(Pointing and labeling entries)
* * * * *

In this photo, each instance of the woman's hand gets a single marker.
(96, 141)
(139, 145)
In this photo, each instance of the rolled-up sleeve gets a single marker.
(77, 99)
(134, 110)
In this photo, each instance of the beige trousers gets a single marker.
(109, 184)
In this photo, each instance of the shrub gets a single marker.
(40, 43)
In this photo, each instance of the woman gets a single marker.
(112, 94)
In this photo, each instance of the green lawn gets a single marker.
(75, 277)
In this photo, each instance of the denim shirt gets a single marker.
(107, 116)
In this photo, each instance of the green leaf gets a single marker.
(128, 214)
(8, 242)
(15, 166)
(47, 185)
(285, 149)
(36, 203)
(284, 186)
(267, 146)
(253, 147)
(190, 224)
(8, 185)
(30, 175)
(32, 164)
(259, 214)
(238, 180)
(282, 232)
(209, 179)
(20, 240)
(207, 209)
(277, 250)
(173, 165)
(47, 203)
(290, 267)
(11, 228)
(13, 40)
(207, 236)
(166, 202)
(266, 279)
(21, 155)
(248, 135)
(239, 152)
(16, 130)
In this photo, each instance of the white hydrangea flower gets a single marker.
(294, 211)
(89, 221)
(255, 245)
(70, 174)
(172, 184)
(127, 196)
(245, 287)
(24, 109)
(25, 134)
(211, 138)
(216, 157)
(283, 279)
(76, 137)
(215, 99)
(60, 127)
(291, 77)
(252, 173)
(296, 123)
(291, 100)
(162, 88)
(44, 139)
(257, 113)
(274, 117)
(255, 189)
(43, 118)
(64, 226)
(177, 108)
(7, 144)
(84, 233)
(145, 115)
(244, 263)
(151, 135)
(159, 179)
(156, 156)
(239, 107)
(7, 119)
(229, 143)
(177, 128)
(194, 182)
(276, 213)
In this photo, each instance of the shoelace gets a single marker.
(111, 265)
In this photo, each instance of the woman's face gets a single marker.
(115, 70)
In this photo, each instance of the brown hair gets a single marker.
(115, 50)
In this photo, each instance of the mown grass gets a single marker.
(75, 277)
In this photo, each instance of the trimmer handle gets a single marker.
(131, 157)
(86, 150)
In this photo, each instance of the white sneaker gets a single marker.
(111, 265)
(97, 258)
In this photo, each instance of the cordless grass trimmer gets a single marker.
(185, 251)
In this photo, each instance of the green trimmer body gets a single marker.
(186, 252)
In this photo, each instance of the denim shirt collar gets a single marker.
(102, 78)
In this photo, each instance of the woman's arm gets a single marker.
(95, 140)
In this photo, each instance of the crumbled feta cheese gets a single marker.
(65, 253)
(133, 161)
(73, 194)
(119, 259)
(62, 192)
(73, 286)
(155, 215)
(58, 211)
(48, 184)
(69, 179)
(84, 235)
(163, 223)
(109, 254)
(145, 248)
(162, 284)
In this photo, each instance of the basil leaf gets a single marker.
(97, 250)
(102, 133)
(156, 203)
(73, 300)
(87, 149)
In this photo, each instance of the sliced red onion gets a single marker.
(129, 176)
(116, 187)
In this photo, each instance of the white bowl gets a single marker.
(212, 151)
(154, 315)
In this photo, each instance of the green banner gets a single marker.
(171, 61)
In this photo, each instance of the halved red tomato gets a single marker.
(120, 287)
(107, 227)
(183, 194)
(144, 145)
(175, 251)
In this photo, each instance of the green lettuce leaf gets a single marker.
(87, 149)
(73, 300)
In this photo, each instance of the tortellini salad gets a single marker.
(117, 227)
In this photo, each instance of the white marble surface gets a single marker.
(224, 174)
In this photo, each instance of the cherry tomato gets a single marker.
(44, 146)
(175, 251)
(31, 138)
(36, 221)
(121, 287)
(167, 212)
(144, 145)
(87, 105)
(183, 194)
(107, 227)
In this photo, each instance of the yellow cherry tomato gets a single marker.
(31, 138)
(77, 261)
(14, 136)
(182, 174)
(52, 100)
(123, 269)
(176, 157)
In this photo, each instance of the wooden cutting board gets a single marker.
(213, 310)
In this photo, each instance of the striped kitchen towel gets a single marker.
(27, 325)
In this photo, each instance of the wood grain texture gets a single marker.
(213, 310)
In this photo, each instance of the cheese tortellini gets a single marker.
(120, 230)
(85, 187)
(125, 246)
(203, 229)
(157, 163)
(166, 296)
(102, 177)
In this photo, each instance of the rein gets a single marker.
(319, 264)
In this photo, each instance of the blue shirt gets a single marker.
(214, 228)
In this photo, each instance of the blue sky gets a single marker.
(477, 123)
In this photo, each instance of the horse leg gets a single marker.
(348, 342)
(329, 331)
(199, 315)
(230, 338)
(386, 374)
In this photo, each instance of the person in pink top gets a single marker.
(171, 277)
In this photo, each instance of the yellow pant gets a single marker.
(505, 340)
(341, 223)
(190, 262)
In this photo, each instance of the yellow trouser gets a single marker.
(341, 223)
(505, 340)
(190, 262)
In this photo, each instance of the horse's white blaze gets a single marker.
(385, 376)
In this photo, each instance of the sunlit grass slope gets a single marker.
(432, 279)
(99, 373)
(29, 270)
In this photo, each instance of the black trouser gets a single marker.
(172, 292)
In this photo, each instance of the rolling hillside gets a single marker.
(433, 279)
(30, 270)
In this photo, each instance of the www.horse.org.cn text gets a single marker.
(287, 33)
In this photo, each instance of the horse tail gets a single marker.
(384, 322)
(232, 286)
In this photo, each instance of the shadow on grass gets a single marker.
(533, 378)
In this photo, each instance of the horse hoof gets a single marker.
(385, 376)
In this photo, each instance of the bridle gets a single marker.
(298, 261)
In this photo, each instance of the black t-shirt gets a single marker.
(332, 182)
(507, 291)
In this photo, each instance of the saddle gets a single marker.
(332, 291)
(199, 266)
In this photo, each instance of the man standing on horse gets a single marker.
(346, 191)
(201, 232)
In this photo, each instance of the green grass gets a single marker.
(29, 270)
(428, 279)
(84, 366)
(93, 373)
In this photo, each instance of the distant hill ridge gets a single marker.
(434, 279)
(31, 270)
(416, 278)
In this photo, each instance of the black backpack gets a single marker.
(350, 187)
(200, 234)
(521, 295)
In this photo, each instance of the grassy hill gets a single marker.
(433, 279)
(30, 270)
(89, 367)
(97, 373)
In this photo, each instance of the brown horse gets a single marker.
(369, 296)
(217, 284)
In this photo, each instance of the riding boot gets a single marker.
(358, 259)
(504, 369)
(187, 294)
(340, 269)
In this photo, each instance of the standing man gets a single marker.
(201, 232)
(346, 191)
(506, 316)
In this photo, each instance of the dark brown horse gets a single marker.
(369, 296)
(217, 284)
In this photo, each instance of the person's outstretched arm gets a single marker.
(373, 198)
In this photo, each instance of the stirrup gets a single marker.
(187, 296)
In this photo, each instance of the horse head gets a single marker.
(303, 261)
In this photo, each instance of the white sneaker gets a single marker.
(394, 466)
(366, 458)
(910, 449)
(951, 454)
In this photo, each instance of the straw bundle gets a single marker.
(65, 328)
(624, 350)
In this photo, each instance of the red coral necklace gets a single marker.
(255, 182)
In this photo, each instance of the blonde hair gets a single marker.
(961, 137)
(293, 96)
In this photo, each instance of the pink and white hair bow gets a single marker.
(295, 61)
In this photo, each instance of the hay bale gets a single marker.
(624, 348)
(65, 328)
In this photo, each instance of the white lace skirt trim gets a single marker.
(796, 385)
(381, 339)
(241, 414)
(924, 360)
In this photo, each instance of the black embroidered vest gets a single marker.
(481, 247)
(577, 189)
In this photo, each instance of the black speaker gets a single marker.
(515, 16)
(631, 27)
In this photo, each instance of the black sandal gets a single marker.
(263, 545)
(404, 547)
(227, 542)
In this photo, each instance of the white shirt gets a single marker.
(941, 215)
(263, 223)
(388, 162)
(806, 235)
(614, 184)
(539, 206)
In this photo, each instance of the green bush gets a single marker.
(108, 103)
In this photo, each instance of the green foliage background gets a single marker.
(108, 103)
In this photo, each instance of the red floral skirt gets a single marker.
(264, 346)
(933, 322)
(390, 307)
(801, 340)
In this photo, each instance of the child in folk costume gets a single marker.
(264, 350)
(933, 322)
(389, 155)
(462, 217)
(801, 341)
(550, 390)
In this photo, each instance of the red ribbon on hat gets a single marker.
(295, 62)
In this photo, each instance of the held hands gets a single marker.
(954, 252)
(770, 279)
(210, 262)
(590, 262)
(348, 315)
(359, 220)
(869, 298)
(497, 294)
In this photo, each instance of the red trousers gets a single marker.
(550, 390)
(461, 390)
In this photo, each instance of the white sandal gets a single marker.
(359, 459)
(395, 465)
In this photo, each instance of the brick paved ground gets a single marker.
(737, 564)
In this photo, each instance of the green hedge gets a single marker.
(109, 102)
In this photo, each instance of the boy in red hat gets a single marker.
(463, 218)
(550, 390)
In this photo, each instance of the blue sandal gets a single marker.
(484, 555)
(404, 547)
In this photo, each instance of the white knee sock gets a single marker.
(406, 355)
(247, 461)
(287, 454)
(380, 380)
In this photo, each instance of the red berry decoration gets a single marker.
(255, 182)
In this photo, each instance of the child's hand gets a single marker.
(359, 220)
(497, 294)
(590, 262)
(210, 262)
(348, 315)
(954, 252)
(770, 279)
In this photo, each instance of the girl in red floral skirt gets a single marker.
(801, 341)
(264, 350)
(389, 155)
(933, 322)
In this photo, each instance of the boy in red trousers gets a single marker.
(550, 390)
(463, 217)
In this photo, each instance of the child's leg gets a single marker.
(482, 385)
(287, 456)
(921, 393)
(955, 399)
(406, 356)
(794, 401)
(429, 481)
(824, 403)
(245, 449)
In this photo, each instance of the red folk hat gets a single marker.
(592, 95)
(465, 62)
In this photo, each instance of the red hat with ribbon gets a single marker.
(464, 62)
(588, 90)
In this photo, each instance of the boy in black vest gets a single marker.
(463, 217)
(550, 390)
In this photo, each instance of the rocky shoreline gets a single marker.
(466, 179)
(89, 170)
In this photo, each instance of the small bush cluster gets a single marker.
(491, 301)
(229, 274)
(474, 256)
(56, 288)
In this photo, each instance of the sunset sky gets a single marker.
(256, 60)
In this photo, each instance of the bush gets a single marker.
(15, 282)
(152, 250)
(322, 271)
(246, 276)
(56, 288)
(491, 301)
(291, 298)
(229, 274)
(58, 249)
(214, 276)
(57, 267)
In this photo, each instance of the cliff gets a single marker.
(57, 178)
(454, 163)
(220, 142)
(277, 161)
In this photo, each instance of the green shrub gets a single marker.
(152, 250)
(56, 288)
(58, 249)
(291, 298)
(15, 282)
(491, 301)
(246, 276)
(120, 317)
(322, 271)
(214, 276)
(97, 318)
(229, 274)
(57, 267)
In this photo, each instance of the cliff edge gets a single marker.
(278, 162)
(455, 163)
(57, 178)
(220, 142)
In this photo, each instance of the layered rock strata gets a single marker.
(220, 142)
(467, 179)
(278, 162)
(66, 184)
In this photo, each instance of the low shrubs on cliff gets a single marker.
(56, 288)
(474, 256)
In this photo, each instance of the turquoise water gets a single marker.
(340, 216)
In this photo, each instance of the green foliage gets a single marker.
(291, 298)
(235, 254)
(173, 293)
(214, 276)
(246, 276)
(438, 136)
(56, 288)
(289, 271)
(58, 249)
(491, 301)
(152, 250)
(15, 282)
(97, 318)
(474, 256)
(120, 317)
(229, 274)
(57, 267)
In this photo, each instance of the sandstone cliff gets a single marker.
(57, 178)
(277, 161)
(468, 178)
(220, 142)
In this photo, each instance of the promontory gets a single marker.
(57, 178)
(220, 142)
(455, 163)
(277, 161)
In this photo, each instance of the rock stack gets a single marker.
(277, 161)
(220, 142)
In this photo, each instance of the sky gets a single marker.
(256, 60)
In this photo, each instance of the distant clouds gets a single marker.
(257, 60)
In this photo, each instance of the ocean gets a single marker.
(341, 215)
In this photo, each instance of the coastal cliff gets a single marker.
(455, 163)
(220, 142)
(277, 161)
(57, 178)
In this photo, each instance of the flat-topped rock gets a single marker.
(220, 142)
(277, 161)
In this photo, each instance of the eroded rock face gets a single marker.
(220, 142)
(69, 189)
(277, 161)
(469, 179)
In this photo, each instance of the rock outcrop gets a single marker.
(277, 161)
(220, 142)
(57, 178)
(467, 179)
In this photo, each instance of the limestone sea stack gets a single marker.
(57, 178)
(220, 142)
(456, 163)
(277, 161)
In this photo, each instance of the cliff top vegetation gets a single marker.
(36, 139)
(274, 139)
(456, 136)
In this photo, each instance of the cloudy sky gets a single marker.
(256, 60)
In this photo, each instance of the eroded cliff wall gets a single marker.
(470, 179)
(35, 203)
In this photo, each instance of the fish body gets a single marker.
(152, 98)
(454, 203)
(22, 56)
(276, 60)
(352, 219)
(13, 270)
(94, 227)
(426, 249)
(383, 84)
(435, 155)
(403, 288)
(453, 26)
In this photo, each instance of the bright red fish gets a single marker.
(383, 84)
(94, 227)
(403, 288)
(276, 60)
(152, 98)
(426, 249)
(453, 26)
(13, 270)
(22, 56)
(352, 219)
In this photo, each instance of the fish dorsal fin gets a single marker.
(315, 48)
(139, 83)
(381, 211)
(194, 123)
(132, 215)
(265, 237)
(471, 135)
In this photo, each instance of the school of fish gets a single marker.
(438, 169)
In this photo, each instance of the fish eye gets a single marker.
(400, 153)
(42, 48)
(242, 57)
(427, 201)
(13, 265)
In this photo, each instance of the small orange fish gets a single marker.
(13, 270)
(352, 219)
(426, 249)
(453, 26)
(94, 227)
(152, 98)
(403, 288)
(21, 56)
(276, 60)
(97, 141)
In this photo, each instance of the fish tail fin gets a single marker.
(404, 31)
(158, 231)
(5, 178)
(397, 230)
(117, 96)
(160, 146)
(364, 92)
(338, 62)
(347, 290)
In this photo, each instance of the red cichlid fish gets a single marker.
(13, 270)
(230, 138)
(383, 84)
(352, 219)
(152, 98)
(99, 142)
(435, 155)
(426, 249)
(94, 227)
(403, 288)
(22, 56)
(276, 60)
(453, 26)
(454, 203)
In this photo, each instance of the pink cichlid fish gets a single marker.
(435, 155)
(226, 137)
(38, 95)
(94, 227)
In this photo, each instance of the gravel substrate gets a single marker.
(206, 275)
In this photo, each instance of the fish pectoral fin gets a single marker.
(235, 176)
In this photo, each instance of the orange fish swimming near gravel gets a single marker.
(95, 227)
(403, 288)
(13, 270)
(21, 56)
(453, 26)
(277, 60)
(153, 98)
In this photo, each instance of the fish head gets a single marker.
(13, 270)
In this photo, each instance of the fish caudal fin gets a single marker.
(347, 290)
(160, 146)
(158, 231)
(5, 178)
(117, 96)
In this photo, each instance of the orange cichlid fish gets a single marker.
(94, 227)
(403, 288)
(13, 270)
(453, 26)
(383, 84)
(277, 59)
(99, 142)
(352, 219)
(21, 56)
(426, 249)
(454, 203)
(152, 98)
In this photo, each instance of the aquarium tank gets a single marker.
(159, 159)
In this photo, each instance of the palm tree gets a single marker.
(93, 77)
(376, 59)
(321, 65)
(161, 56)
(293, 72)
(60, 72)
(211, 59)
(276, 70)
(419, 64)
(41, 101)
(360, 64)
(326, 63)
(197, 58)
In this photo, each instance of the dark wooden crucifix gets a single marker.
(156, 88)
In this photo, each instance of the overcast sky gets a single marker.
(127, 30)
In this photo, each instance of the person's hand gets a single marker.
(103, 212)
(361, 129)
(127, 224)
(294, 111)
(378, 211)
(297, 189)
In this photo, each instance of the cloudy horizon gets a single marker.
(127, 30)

* * * * *

_Aim_
Quote only the lines from the line containing "In this photo, each instance of the red cichlid" through the end of the entries, keeping the first and the last.

_Right answer_
In this photo, each instance of the red cichlid fish gets a single marker.
(13, 270)
(230, 138)
(383, 84)
(352, 219)
(152, 98)
(99, 142)
(435, 155)
(426, 249)
(94, 227)
(403, 288)
(22, 56)
(276, 60)
(453, 26)
(454, 203)
In this photo, each instance of the pink cichlid fish gets a single marker.
(435, 155)
(226, 137)
(38, 95)
(94, 227)
In this photo, each instance of the gravel substrate gets a single marker.
(206, 275)
In this photo, each instance of the fish pectoral fin gets a single marker.
(235, 176)
In this photo, each instance of the orange fish swimming near gravel gets a single marker.
(95, 227)
(403, 288)
(13, 270)
(21, 56)
(453, 26)
(277, 60)
(153, 98)
In this photo, each instance of the fish head gets a single marker.
(13, 270)
In this photo, each instance of the fish caudal fin gets a single marker.
(347, 290)
(160, 146)
(158, 231)
(5, 178)
(117, 96)
In this photo, each instance of the orange cichlid fish gets a single marker.
(94, 227)
(403, 288)
(13, 270)
(453, 26)
(383, 84)
(277, 59)
(99, 142)
(352, 219)
(21, 56)
(426, 249)
(454, 203)
(152, 98)
In this photo, each instance of the aquarium tank gets a single marker.
(159, 159)
In this photo, each instance of the palm tree gets a single marker.
(93, 77)
(376, 59)
(321, 65)
(161, 56)
(293, 72)
(60, 72)
(211, 59)
(276, 70)
(419, 64)
(41, 101)
(360, 64)
(326, 63)
(197, 58)
In this photo, each instance of the dark wooden crucifix gets a single marker.
(156, 88)
In this photo, each instance of the overcast sky gets a single marker.
(127, 30)
In this photo, each instance of the person's hand gets a single marker.
(103, 212)
(361, 129)
(127, 224)
(294, 111)
(378, 211)
(297, 189)
In this photo, each instance of the cloudy horizon gets a single marker.
(127, 30)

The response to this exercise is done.